Object detection data
+ + + + + + +

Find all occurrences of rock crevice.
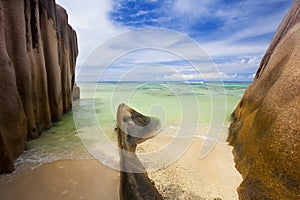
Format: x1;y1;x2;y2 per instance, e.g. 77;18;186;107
0;0;78;173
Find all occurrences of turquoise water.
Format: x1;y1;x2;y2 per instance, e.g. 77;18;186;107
0;82;249;182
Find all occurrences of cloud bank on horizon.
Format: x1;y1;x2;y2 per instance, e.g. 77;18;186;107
57;0;292;81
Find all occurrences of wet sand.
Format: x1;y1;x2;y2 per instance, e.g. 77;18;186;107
0;139;242;200
0;160;119;200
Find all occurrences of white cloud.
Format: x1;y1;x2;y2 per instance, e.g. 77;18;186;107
56;0;125;65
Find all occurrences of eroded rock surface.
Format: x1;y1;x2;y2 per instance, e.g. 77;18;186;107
117;104;162;200
228;0;300;199
0;0;78;173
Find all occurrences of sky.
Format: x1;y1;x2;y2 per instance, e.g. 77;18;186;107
56;0;293;81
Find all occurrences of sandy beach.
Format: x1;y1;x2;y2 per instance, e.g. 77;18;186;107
0;160;119;200
0;139;242;200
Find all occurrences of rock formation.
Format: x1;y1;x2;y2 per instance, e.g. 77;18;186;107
0;0;78;173
117;104;162;200
228;0;300;200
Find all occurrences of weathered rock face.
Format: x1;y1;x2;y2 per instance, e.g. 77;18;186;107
228;0;300;199
117;104;163;200
0;0;78;173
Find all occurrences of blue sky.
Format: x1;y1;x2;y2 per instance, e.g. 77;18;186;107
57;0;292;81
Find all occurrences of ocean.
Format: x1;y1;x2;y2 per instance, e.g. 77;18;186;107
0;82;250;183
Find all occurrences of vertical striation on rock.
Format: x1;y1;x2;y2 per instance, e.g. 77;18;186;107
228;0;300;200
0;0;78;173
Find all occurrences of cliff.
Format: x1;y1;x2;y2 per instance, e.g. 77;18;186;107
228;0;300;200
0;0;78;173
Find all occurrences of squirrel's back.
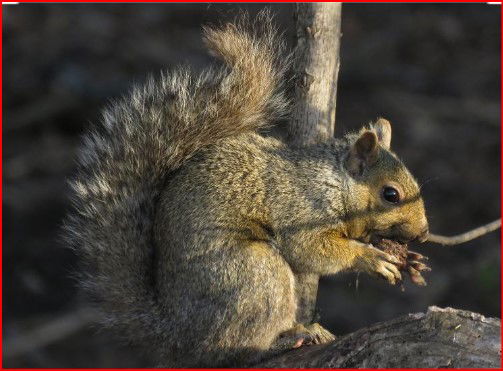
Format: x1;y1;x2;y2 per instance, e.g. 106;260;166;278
65;14;287;360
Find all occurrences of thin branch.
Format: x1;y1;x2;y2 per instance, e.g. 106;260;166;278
428;219;501;246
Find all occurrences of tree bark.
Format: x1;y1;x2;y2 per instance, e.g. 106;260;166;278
286;3;341;323
257;307;501;368
288;3;341;145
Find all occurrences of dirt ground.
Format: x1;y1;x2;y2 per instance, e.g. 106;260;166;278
2;4;501;367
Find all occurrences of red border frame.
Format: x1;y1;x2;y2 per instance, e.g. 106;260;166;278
0;0;503;370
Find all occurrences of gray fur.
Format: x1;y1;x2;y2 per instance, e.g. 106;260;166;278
66;14;426;367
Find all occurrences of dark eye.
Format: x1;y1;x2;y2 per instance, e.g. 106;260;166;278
382;187;400;204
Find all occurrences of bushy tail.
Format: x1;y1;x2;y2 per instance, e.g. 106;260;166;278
65;10;287;346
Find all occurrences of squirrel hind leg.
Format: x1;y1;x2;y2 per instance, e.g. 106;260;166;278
271;323;336;352
158;240;296;367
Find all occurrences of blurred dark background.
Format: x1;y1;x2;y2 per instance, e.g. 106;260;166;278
2;4;500;367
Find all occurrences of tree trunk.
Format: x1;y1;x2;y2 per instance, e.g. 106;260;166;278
288;3;341;145
287;3;341;323
257;307;501;368
280;3;501;368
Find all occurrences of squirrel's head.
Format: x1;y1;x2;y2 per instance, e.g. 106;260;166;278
344;119;428;243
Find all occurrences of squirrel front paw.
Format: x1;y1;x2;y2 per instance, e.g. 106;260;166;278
274;323;335;350
355;245;402;285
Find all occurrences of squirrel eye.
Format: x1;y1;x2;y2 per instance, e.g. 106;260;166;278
382;186;400;204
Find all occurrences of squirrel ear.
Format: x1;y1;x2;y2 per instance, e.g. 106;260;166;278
346;130;377;176
372;118;391;149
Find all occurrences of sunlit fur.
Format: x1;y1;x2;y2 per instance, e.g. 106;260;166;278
62;10;425;367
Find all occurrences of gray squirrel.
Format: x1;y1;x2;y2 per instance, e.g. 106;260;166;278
65;14;428;367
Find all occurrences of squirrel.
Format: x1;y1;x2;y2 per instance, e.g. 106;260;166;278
65;10;428;367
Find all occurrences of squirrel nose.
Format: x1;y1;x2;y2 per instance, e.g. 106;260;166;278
417;227;430;243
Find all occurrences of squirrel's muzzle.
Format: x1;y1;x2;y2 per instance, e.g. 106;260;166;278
416;227;430;243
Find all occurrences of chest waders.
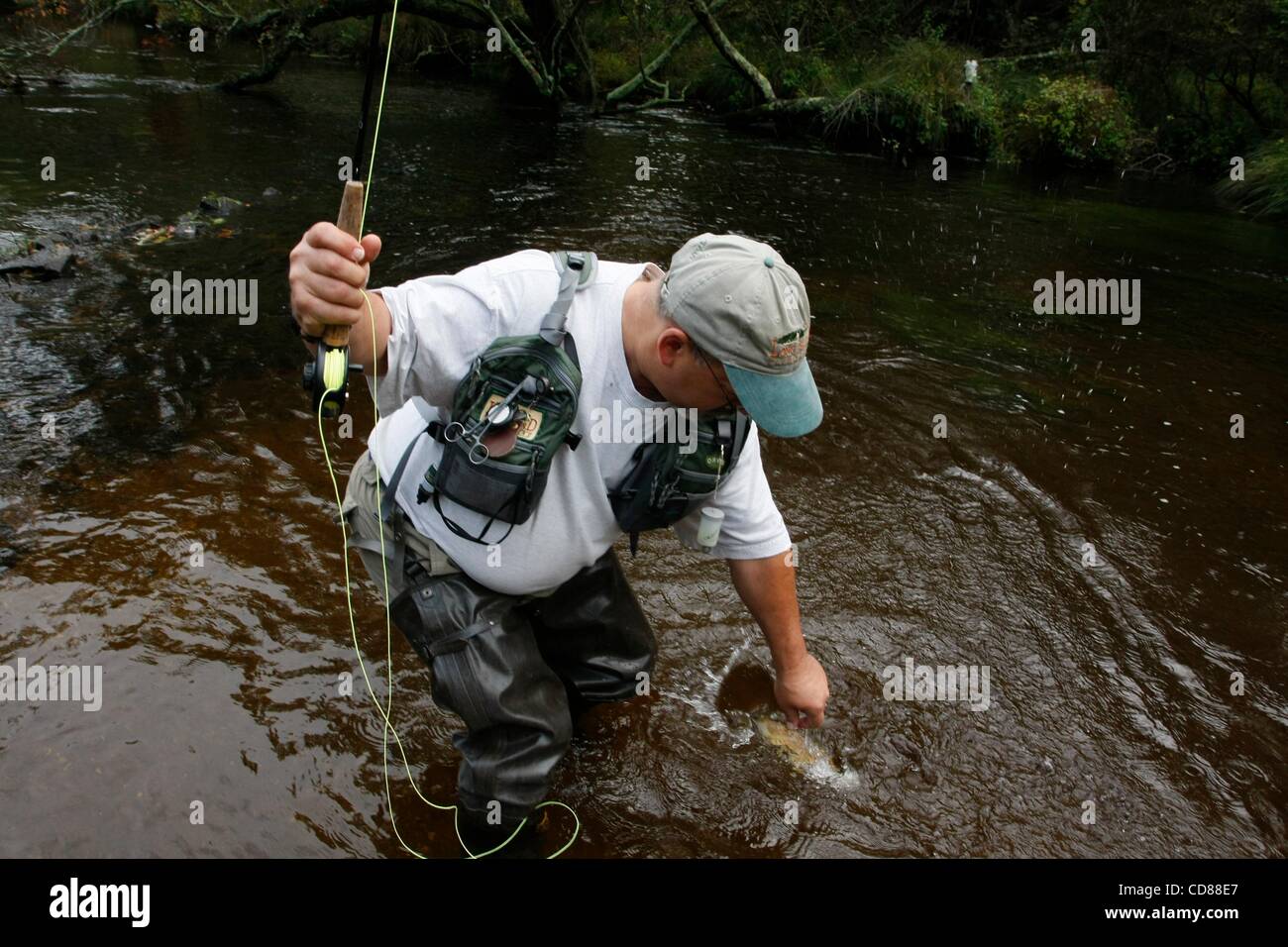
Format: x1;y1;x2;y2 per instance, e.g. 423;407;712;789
374;253;750;849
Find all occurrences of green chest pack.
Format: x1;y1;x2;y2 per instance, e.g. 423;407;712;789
608;411;751;556
406;252;597;544
382;250;750;554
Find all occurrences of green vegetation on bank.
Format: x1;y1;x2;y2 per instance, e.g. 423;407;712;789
10;0;1288;217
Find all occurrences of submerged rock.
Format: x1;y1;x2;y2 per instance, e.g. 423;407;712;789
0;236;76;279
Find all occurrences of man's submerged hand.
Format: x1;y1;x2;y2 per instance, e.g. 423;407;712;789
774;652;828;728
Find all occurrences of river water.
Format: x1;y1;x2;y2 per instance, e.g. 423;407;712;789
0;33;1288;857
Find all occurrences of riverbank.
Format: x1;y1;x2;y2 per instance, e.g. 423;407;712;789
5;0;1288;219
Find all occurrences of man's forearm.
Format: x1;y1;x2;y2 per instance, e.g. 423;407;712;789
728;553;807;674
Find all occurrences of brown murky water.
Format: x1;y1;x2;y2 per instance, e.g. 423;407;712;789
0;27;1288;857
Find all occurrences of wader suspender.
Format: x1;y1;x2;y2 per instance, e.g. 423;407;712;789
380;250;597;543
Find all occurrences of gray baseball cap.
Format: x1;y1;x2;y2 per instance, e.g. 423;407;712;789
662;233;823;437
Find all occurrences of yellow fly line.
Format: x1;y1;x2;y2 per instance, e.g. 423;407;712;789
309;0;581;858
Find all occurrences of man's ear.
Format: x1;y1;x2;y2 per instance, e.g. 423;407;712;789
657;326;693;368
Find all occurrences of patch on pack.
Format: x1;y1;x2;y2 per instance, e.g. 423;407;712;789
480;394;545;441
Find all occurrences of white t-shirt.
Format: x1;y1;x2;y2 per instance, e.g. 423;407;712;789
369;250;791;595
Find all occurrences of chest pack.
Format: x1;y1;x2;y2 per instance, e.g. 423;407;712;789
608;411;751;556
382;250;750;554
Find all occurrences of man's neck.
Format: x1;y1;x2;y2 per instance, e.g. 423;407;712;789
622;279;666;401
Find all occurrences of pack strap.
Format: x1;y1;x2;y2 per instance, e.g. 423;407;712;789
540;250;599;347
380;394;442;523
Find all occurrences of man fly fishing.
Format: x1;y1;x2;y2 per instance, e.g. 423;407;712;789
290;223;828;848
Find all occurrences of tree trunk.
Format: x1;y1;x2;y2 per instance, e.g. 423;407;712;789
690;0;778;102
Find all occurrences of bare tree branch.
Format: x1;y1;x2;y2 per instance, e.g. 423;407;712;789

+ + + + + + +

Scale the lines from the start of the items up to and including the line with "0;82;250;183". Repeat every line, requests included, but multiply each bounding-box coordinate in the answers by 0.8 and round it to a whole number, with halves rounded up. Keep the format samples unchanged and leave the pictures out.

Find all occurrences of rock crevice.
Format: x1;y1;x2;y2 per instance, e.g. 77;18;186;107
0;0;62;138
Find all occurrences of turquoise water.
Format: x1;y1;x2;y2 per instance, e.g. 77;18;186;107
0;66;199;146
Find all occurrences of cloud bank on horizon.
Format: x1;y1;x2;y2 per instance, e.g. 77;18;186;107
46;0;234;65
Find all occurrences of wet sand.
Format: x1;y1;x2;y2 per instance, e.g. 77;18;186;107
0;111;194;160
0;128;95;160
Find all occurrences of white cloud.
Format: x1;y1;x2;y2 per instance, e.g. 77;18;186;107
45;0;100;52
Find all occurrences of eroded rock surface.
Format: x1;y1;x2;y2 per instance, e.g. 77;18;186;107
94;83;130;160
182;0;240;159
0;0;62;138
Find all occurrences of sky.
Format: x1;y1;x2;y2 per instance, e.g. 77;18;186;107
45;0;234;65
Find all occurrences of sandy beach.
Format: x1;y1;x2;y2 per instance, e.g. 77;18;186;107
0;128;95;160
0;111;194;160
Find all occurrences of rock formation.
Format: x1;y1;x2;y2 per instance, e.g. 77;18;186;107
0;0;62;138
94;83;130;160
182;0;240;160
Find all occurrences of weathered rock face.
Format: x1;y1;x2;y2 per instance, e.g. 77;18;186;107
182;0;240;159
94;83;130;160
0;0;62;138
Find all occurrences of blue sky.
Format: x1;y1;x2;y2 per instance, e.g. 77;18;186;107
46;0;234;65
Find all occurrences of ocean.
Format: x1;y1;x2;y2 per instance, e.g. 77;18;186;107
0;66;200;146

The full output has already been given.